(Labeling entries for object positions)

***

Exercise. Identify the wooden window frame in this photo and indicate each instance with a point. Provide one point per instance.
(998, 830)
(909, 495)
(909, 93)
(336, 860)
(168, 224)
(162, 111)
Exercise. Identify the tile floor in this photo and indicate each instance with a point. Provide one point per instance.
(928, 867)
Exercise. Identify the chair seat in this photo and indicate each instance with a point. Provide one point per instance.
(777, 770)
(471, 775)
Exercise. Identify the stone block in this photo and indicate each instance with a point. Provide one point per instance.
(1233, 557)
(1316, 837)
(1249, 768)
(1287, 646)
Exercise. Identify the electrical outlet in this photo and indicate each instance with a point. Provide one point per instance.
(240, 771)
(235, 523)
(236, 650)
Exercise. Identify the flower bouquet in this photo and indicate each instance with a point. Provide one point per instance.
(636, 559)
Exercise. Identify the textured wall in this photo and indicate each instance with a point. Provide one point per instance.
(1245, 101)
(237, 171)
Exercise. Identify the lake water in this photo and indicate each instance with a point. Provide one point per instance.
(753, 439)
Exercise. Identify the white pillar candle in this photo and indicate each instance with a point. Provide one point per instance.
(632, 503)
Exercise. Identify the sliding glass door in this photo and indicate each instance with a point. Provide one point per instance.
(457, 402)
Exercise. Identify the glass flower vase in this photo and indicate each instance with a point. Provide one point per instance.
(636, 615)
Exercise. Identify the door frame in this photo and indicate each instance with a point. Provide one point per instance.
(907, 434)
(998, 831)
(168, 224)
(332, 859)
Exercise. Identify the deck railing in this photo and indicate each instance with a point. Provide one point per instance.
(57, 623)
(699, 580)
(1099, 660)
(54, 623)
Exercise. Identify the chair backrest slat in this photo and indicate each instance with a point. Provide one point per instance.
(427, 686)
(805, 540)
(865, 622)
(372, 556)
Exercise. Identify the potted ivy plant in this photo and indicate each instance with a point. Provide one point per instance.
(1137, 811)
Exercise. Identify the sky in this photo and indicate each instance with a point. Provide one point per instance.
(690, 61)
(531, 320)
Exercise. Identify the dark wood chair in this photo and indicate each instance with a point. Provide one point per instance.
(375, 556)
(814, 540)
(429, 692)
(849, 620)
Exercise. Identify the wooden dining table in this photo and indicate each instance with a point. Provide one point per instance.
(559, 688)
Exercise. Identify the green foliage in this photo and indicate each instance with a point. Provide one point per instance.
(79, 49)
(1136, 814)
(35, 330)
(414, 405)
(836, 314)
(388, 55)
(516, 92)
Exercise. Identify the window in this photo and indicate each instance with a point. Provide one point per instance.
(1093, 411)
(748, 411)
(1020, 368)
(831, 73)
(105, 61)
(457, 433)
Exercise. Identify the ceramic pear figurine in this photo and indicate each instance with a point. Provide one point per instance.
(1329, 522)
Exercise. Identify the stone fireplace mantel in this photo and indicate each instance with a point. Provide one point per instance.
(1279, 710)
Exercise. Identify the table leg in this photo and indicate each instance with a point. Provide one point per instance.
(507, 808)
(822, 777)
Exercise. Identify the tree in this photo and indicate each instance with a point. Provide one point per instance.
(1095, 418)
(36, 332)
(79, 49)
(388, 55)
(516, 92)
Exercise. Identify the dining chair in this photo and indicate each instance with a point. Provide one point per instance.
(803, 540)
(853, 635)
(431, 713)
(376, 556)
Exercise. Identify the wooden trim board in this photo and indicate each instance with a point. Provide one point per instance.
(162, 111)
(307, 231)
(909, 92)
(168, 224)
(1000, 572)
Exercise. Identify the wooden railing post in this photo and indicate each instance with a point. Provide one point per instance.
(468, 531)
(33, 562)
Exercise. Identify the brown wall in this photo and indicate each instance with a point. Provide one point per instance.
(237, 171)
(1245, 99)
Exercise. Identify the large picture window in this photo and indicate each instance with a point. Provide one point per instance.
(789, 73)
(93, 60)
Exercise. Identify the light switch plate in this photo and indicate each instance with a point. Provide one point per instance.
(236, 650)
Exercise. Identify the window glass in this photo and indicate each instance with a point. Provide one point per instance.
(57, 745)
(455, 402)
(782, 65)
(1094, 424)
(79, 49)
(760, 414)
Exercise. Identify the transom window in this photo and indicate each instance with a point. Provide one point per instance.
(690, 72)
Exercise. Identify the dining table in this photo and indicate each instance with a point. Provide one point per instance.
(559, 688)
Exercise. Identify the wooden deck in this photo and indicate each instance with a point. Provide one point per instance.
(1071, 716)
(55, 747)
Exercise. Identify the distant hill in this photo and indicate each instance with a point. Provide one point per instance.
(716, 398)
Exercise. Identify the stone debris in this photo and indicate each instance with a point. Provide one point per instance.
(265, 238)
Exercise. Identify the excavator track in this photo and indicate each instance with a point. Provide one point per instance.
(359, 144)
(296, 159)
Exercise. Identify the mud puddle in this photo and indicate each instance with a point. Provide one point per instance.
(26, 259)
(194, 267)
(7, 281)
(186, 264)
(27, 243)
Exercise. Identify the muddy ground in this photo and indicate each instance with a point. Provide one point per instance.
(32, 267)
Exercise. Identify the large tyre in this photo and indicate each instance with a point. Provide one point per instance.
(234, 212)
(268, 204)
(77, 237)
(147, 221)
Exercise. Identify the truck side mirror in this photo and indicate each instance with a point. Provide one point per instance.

***

→ EXERCISE OBJECTIVE
Arrange every line of the listing above as a numbered list, leaving out any blank lines.

→ REPLY
1. Exercise. Identify the wooden window frame in this photo and indicate each instance with a point. Provide one point per instance.
2. (998, 830)
3. (909, 495)
4. (909, 93)
5. (336, 860)
6. (168, 224)
7. (162, 111)
8. Exercise. Identify the tile floor in this photo and indicate each instance with a point. Provide one point per instance.
9. (928, 867)
10. Exercise. Identify the chair seat in this photo and indicate each instance with a point. Provide one point per instance.
11. (777, 770)
12. (471, 775)
13. Exercise. Identify the stone block in this photo and indicate each instance with a point. Provide one point per instance.
14. (1233, 557)
15. (1316, 837)
16. (1249, 768)
17. (1287, 646)
18. Exercise. Identify the electrical outlet in this photo and indicate each instance with a point. Provide one point per instance.
19. (240, 771)
20. (235, 523)
21. (236, 650)
22. Exercise. Identify the flower bouquet in this photo and indicate each instance with a point. Provide one point per instance.
23. (636, 559)
24. Exercise. Identify the textured wall in this photo and indicate each instance with a point. Provide one point per instance.
25. (1245, 101)
26. (237, 171)
27. Exercise. Identify the lake water in this photo and indicate each instance with a point. Provide one point per instance.
28. (753, 439)
29. Exercise. Identify the white pillar candle in this photo and indicate each instance with a point. Provide one point per instance.
30. (632, 503)
31. Exercise. Identify the sliding glass door in this photo and indicate each instance with a point. Provide one point per instance.
32. (457, 402)
33. Exercise. Identify the glass flower vase in this photo and indicate each instance with a point. Provide one point per instance.
34. (636, 615)
35. Exercise. Identify the door frame in this photo and indicate each instance with a point. Provide one point per instance.
36. (907, 434)
37. (998, 831)
38. (168, 224)
39. (332, 859)
40. Exercise. Identify the deck railing in this photo and indicate each instance with a point. Provide one point per instance.
41. (57, 623)
42. (699, 580)
43. (1099, 660)
44. (54, 623)
45. Exercise. Identify the chair backrest slat in this photo and indicate each instance with a point. Provide one point per instance.
46. (427, 686)
47. (805, 540)
48. (865, 622)
49. (372, 556)
50. Exercise. Identify the potted ivy plant in this photo and indicate each instance with a point. Provide one point per instance.
51. (1137, 811)
52. Exercise. Identify the sky in this photo and indicate each instance with a point. Provide one point per instance.
53. (690, 61)
54. (531, 320)
55. Exercise. Identify the dark wood chair in this photo and indicate each instance with a point. Provide one point per instance.
56. (375, 556)
57. (814, 540)
58. (429, 692)
59. (849, 620)
60. Exercise. Identify the wooden dining table in this photo and indicate each instance with a point. Provide one point per instance.
61. (559, 688)
62. Exercise. Identify the green foliage in this photo and indicate each instance with a point. Provide one point per instance.
63. (79, 49)
64. (1136, 814)
65. (35, 330)
66. (414, 405)
67. (836, 314)
68. (388, 55)
69. (516, 92)
70. Exercise. Identify the window in this photo and indicate each instance with a point. Provide one point per instance.
71. (1093, 411)
72. (748, 411)
73. (1020, 368)
74. (831, 73)
75. (105, 61)
76. (457, 433)
77. Exercise. Identify the ceramic pear figurine in this photo and indicate each instance with a point. Provide one point per instance.
78. (1329, 522)
79. Exercise. Identify the stone fireplace mantel in this photo and indicate each instance with a point. Provide one point per instance.
80. (1279, 710)
81. Exercise. Identify the table leg in this photo and indicate each instance with a point. Provide one point per instance.
82. (507, 808)
83. (822, 777)
84. Exercise. Identify the tree in this photo and indicate each instance with a point. Provide one point per instance.
85. (1095, 418)
86. (36, 332)
87. (79, 49)
88. (388, 55)
89. (516, 92)
90. Exercise. Identify the dining chair in this photo and indicate each instance with a point. Provide one point per instance.
91. (803, 540)
92. (853, 635)
93. (431, 713)
94. (376, 556)
95. Exercise. Identify the wooden trim board in this photo and indicate each instance with a point. Provide one point per instance.
96. (162, 111)
97. (307, 231)
98. (909, 92)
99. (168, 224)
100. (1000, 572)
101. Exercise. Identify the wooden railing post in this photo and indicate each instance with a point. Provide one point per instance.
102. (468, 531)
103. (33, 562)
104. Exercise. Identify the brown wall in this photo and indicate each instance with a point. Provide one point per instance.
105. (237, 171)
106. (1245, 99)
107. Exercise. Identify the large picture window in this photo and indicate each instance with a point. Provide one point per instance.
108. (789, 73)
109. (93, 60)
110. Exercise. Identify the light switch plate in this photo and indicate each instance with a point. Provide one point per instance.
111. (236, 650)
112. Exercise. Identify the window glass in this photo and indicate each instance with a point. Provide one point per instance.
113. (57, 745)
114. (455, 402)
115. (782, 65)
116. (1094, 424)
117. (79, 49)
118. (760, 414)
119. Exercise. Identify the transom window in this photo and indicate each instance with a point. Provide one point per instance.
120. (690, 72)
121. Exercise. Identify the dining table in this photo and indicate each instance with a point. Provide one point per instance.
122. (559, 688)
123. Exercise. Identify the wooden deck in this photo and indicate each instance with a point. Provide one point per instance.
124. (1071, 716)
125. (55, 747)
126. Exercise. Identify the distant hill in this photo and indicate each instance with a point. Provide one point per instance.
127. (716, 398)
128. Exercise. Identify the stone debris in this photo and indicate each instance with a point. Provide one point per instance.
129. (265, 238)
130. Exercise. Identify the excavator track in this photo and indicate each instance with a point. Provide one point per instance.
131. (359, 144)
132. (296, 159)
133. Exercise. Identify the mud puddle in this photo and indicate each instance with a point. Provide one point per instance.
134. (26, 259)
135. (194, 267)
136. (7, 281)
137. (186, 264)
138. (27, 243)
139. Exercise. Identify the muddy ground in this photo and indicate each instance with a point. Provide one point per instance.
140. (32, 267)
141. Exercise. Identify the large tyre in this photo and indicate each instance with a point. Provide one point per instance.
142. (234, 212)
143. (268, 204)
144. (77, 237)
145. (147, 221)
146. Exercise. Identify the truck side mirror in this photo and indicate each instance with a point. Provide one point per instance.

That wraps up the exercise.